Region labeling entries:
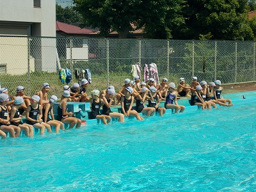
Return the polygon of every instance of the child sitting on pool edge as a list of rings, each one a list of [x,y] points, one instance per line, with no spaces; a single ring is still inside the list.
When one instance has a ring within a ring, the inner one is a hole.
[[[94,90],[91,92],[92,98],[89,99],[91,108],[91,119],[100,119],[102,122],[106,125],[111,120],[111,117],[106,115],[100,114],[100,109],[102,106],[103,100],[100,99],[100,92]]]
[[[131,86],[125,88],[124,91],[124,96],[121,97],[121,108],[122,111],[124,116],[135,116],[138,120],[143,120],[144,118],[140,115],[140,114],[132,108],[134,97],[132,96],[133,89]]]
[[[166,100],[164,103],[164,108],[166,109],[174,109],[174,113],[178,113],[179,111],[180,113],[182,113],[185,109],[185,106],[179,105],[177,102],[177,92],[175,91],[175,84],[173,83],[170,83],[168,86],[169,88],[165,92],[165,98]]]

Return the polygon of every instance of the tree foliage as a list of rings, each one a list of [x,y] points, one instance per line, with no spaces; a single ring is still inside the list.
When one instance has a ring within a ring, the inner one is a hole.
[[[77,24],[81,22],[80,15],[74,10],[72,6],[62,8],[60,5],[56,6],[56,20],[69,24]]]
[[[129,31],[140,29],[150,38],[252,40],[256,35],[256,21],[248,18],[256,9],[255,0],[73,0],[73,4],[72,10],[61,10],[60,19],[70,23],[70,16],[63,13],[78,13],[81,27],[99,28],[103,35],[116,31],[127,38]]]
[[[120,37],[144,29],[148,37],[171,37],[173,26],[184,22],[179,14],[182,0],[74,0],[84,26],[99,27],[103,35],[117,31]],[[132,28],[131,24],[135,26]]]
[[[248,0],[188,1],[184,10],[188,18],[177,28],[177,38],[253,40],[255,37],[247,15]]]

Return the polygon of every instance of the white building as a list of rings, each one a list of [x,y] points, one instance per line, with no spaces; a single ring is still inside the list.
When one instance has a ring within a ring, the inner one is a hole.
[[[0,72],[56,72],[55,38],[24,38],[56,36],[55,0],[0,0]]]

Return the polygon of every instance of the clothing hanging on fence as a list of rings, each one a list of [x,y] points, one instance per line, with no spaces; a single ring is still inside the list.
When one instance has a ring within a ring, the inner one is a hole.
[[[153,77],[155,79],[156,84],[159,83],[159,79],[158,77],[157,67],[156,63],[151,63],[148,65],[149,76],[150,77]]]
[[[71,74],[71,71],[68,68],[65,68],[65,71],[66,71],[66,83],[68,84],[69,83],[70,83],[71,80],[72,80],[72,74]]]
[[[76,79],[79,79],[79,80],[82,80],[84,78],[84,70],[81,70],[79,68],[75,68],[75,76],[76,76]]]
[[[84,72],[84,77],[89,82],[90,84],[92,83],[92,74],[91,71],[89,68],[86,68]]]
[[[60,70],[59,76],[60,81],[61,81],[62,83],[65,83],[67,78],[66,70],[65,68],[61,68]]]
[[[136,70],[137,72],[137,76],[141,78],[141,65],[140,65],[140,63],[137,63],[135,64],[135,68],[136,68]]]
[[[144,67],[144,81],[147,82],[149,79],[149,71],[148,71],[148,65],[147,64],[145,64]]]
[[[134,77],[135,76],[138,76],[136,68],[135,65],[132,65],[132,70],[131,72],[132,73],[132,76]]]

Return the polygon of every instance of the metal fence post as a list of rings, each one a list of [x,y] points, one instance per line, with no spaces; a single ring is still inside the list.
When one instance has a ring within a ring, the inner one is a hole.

* * *

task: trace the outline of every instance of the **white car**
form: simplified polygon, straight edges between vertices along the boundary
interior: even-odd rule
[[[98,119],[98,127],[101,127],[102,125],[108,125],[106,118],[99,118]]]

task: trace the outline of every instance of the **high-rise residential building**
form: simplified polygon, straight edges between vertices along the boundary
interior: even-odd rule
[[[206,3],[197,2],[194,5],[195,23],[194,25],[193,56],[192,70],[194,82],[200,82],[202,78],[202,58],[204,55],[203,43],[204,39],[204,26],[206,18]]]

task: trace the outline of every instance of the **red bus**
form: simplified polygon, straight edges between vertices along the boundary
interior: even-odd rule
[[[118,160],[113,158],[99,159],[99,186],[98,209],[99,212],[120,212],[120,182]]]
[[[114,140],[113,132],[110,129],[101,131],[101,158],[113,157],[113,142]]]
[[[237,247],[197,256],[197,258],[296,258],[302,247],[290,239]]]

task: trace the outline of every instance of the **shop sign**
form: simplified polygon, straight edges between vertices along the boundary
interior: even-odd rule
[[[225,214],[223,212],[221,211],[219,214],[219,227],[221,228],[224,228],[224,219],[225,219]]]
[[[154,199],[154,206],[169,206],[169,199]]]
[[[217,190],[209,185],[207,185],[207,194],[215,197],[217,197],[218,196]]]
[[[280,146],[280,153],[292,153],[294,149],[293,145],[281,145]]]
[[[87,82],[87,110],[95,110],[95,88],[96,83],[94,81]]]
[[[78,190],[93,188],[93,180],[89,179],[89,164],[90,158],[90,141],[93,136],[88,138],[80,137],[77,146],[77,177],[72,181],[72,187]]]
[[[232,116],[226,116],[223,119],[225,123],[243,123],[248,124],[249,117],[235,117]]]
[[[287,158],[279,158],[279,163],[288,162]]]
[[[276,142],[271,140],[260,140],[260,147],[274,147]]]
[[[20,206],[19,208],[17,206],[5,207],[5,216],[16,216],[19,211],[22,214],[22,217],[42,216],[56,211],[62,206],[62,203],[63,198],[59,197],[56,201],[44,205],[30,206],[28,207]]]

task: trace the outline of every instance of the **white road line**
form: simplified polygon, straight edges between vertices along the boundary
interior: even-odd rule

-- Goal --
Filter the rows above, copying every line that contains the string "building". Treat matches as case-sensitive.

-- Written response --
Return the polygon of every instance of the white building as a list of rings, each one a list of [x,y] points, one instance per line, with no spaces; a single ring is still inside the list.
task: trace the outline of every instance of the **high-rise residential building**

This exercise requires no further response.